EXERCISE PROMPT: The lines from the start of the data through the line with "Query: Where is the dirt ground?" are to be returned verbatim; all later lines are to be omitted.

SOURCE DATA:

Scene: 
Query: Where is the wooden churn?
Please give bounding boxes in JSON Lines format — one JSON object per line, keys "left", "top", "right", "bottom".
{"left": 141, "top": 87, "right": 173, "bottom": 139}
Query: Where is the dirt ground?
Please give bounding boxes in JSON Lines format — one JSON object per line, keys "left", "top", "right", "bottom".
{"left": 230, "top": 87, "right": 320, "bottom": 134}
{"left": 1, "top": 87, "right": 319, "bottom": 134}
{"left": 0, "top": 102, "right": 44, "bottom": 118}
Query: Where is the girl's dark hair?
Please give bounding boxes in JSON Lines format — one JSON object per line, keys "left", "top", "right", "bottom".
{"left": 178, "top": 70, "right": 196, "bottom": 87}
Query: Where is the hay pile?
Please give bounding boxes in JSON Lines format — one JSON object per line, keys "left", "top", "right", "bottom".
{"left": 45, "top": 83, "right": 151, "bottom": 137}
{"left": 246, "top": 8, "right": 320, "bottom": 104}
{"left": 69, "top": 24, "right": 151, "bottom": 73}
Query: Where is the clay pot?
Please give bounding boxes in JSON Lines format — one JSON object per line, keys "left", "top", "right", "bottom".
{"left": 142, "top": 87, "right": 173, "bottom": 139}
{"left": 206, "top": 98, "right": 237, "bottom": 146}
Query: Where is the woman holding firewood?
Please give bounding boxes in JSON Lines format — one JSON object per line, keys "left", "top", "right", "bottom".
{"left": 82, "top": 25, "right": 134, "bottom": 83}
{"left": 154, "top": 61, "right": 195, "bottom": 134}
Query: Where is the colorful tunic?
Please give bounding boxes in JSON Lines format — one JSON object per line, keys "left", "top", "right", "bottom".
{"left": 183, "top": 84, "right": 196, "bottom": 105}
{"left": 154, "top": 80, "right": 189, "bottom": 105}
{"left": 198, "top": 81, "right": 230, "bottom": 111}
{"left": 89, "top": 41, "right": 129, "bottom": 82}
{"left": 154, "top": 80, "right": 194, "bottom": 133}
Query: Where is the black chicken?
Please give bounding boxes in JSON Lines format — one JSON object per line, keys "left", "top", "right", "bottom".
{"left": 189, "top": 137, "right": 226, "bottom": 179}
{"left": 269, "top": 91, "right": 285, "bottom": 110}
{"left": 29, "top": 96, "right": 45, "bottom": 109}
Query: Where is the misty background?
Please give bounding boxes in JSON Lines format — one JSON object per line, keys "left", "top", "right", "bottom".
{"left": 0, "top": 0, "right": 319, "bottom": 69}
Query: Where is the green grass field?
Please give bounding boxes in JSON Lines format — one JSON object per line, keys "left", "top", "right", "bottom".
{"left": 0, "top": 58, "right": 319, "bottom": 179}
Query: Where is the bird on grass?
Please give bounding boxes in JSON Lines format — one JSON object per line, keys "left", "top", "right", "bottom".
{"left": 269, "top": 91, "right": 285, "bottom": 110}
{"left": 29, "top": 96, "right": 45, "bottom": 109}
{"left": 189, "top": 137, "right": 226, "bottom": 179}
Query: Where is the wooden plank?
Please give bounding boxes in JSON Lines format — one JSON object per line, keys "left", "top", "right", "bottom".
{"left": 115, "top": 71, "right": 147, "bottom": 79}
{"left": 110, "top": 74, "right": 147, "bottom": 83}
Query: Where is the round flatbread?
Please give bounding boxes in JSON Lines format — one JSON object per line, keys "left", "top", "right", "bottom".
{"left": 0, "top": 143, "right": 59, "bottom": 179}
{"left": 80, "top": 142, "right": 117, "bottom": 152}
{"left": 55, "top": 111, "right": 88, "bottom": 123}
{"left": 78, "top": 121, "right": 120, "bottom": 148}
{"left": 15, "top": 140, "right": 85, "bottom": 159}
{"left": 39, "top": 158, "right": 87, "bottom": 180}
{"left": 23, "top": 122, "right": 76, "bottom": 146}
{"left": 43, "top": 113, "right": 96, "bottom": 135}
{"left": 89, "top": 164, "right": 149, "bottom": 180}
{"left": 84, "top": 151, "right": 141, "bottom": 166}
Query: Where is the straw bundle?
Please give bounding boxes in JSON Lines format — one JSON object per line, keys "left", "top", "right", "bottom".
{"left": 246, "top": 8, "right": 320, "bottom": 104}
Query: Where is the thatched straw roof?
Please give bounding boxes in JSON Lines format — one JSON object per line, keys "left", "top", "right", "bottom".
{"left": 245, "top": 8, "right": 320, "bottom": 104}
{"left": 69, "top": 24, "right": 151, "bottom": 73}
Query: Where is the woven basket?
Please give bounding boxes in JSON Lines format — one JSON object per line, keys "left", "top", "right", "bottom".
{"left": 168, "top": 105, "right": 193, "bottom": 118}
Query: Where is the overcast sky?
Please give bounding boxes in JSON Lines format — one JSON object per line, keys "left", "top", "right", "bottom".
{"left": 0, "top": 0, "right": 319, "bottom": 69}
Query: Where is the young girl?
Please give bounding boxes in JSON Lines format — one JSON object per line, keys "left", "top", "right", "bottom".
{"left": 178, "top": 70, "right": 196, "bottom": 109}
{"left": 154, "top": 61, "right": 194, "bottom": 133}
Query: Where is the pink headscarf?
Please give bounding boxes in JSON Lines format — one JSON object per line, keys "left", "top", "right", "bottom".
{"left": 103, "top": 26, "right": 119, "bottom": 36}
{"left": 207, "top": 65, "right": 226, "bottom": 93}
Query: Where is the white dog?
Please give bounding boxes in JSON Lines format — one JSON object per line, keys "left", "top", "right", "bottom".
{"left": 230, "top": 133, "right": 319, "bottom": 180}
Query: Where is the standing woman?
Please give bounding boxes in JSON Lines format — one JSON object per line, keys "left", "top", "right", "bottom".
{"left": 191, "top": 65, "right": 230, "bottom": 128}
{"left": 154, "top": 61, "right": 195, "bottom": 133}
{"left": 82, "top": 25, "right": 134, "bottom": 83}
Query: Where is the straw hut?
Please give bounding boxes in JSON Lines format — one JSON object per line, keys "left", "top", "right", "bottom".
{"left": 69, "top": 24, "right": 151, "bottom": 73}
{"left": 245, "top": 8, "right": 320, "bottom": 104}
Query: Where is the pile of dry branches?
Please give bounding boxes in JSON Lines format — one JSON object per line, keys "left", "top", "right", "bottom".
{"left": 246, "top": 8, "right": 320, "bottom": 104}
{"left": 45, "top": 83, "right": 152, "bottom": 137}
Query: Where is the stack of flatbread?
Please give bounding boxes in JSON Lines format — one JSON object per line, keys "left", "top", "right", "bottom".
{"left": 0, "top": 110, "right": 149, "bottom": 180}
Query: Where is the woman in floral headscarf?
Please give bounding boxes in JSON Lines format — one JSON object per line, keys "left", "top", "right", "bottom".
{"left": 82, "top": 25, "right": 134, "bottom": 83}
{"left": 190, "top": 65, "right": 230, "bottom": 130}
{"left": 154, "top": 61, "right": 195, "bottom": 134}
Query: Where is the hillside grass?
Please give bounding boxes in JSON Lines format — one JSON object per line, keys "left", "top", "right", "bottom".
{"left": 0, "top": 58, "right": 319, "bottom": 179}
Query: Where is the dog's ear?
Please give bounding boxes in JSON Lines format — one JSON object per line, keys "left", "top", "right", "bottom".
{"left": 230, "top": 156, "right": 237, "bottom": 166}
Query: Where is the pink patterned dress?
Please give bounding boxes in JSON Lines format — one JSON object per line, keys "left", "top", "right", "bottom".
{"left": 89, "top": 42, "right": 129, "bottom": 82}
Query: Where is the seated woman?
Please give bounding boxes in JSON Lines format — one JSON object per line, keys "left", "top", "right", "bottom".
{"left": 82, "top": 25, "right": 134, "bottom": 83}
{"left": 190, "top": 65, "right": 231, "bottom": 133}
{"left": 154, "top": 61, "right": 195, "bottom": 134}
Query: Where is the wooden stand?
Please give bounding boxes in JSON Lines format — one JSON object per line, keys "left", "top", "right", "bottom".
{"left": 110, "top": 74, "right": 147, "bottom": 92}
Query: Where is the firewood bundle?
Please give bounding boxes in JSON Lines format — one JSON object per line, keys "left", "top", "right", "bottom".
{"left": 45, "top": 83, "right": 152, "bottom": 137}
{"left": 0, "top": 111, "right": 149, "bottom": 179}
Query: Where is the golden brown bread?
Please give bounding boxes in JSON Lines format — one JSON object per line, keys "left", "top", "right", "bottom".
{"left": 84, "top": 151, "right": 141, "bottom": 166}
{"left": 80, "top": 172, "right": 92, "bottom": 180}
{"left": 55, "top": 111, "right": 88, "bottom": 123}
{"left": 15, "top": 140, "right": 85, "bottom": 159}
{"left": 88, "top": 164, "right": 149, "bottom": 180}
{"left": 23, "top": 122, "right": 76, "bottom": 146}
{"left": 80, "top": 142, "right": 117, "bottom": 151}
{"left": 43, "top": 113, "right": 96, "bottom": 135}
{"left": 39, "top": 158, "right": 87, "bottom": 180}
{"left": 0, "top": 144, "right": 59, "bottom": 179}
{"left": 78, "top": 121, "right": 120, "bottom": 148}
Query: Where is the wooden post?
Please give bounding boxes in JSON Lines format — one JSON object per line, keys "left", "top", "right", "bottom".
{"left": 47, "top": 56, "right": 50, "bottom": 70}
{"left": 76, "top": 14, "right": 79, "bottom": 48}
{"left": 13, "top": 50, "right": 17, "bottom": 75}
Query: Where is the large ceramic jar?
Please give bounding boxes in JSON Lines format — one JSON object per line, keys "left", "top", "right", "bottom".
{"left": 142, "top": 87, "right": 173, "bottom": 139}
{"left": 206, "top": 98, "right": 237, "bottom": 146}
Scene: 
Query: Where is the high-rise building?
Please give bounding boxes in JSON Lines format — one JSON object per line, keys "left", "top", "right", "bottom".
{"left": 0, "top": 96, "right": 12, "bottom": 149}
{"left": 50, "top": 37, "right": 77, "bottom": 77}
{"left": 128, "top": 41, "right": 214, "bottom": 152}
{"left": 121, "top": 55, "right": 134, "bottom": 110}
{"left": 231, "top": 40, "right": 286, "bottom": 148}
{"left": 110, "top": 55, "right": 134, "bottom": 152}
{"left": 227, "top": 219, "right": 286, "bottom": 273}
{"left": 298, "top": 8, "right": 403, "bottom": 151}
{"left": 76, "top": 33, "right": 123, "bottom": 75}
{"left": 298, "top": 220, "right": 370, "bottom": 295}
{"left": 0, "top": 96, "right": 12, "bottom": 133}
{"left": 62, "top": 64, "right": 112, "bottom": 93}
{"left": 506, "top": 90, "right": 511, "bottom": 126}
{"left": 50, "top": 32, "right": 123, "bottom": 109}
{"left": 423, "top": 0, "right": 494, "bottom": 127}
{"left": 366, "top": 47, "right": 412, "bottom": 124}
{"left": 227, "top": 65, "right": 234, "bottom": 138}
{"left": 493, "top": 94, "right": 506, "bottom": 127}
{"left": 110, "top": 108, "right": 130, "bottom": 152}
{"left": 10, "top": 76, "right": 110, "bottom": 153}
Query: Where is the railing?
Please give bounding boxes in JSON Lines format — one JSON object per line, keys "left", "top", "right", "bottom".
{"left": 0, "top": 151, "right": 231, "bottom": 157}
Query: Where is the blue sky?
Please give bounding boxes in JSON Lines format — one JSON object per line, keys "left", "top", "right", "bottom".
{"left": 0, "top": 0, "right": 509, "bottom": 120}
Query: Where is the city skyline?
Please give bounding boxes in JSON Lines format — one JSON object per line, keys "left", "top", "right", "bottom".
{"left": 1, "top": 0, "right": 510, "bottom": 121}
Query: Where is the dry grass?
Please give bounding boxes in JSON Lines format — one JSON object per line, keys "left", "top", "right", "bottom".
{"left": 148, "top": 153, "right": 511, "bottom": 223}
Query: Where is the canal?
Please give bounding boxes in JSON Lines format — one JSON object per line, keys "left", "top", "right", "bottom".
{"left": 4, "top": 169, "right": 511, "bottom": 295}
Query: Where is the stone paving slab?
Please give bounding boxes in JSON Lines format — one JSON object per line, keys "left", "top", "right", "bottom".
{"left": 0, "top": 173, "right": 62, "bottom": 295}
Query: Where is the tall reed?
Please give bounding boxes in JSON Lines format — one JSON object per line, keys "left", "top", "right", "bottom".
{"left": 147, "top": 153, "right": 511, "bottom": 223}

SOLUTION TO THE PROBLEM:
Scene: 
Query: Where is the wooden churn?
Please give bounding boxes in JSON Lines format — one JSON object per line, keys "left", "top", "right", "bottom".
{"left": 141, "top": 87, "right": 173, "bottom": 139}
Query: Where is the dirt ground?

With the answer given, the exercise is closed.